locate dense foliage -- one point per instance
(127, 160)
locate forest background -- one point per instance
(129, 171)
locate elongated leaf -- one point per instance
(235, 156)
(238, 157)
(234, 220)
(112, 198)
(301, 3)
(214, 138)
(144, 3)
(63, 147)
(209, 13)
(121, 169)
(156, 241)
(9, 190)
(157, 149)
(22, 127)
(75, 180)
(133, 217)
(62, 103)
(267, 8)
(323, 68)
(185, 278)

******

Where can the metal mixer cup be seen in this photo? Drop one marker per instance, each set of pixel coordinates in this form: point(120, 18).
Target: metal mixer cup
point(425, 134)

******

Count the lines in the records above that contain the string "metal", and reply with the number alone.

**REPLY TO THE TASK**
2